■ **WHAT TO WORK ON**
• a. In the isolation response thread, which of the three isolation response options does the reply say they tend to use?
• b. Pick up the isolation response thread from its last post and write what comes next.

** Start of SOURCE **

VMware Cloud Community
SunilSaini
Contributor
Contributor

Isolation responce

Hi to all

What isolation responce should we use out of three (Leave power on. Power off, shutdown) ? How can we decide that which will be best isolation responce after detecting the host isolation ?

Please make it clear any body.

Thanks in advance

Reply
0 Kudos
12 Replies
Troy_Clavell
Immortal
Immortal

We tend to use "leave powered on". This will help keep the guests on-line in the event of a false positive. If it's a true HA event, not just an isolation event, the guest would be powered down and restarted on other hosts in the cluster.

** End of SOURCE **
** Start of EXTRACTED RECORDS **

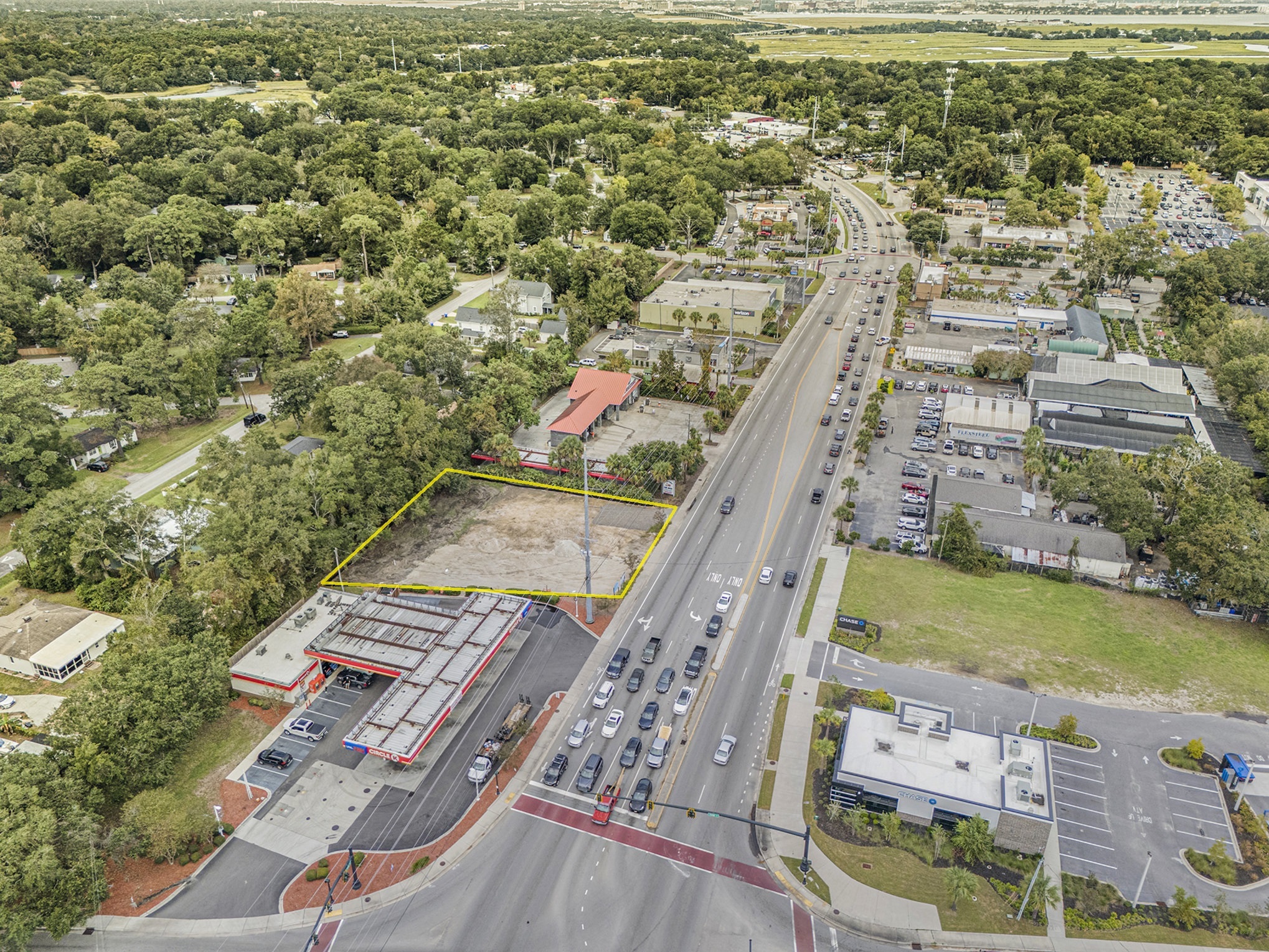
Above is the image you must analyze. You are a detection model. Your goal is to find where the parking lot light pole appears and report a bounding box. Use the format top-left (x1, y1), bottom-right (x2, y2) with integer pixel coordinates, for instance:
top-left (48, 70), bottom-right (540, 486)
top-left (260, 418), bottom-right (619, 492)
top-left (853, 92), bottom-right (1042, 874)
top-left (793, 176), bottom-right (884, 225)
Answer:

** End of EXTRACTED RECORDS **
** Start of EXTRACTED RECORDS **

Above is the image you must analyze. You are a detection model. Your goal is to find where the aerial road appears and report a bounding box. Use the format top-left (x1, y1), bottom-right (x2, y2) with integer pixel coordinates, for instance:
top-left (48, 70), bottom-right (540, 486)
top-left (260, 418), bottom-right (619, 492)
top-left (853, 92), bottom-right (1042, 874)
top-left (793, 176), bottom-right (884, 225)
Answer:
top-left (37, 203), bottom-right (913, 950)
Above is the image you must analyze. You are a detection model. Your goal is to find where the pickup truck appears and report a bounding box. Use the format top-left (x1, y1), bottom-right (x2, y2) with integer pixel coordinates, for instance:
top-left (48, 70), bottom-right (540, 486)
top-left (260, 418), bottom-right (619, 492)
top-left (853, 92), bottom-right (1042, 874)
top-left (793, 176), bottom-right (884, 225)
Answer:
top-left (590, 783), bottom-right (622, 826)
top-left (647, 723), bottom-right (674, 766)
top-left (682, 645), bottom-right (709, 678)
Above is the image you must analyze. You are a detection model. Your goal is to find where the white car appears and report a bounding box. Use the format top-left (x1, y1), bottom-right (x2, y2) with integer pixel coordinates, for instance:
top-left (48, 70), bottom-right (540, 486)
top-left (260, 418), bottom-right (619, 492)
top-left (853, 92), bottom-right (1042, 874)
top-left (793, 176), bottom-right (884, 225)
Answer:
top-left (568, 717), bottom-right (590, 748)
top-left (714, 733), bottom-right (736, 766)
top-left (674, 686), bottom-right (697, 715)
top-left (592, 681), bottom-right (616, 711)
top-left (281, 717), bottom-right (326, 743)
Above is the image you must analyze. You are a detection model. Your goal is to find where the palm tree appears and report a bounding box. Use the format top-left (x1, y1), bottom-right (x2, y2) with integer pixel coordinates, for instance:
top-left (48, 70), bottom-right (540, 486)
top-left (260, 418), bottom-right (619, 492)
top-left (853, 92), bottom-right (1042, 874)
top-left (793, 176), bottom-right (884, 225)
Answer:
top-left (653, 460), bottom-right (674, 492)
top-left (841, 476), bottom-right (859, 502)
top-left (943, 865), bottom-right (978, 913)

** End of EXTRACTED RECORDS **

■ **FINAL ANSWERS**
• a. They tend to use "leave powered on."

• b.
Reply
0 Kudos
mcowger
Immortal
Immortal

This book explains how to makr that decision very well:

http://www.amazon.com/VMware-vSphere-technical-deepdive-ebook/dp/B004V49JGW

--Matt VCDX #52 blog.cowger.us
Reply
0 Kudos
depping
Leadership
Leadership

Our book explains it in-depth indeed. Thanks Matt! It is also covered in this blog article:

http://www.yellow-bricks.com/vmware-high-availability-deepdiv/

Reply
0 Kudos
Techstarts
Expert
Expert

Strongly suggest you read the best book available as mentioned and written by Duncap

This decision be it shutdown,leave power on has impact (side effects) which every decision maker must be aware.

Thank you,

Preetam

With Great Regards,
Reply
0 Kudos
SunilSaini
Contributor
Contributor

Hi All

is it true that host isolation declare itself ? if it does what happened if the host suddenly goes down due to power failure .

I got confused after reading the following lines.

The time elapsed before the host declares itself isolated varies depending on the role of the host (master or
slave) at the time of the loss of heartbeats. If the host was a master, it will declare itself isolated within 5 seconds.
If the host was a slave, it will declare itself isolated in 30 seconds.

Please make it clear ?

Reply
0 Kudos
Techstarts
Expert
Expert

SunilSaini wrote:

Hi All

is it true that host isolation declare itself ? if it does what happened if the host suddenly goes down due to power failure .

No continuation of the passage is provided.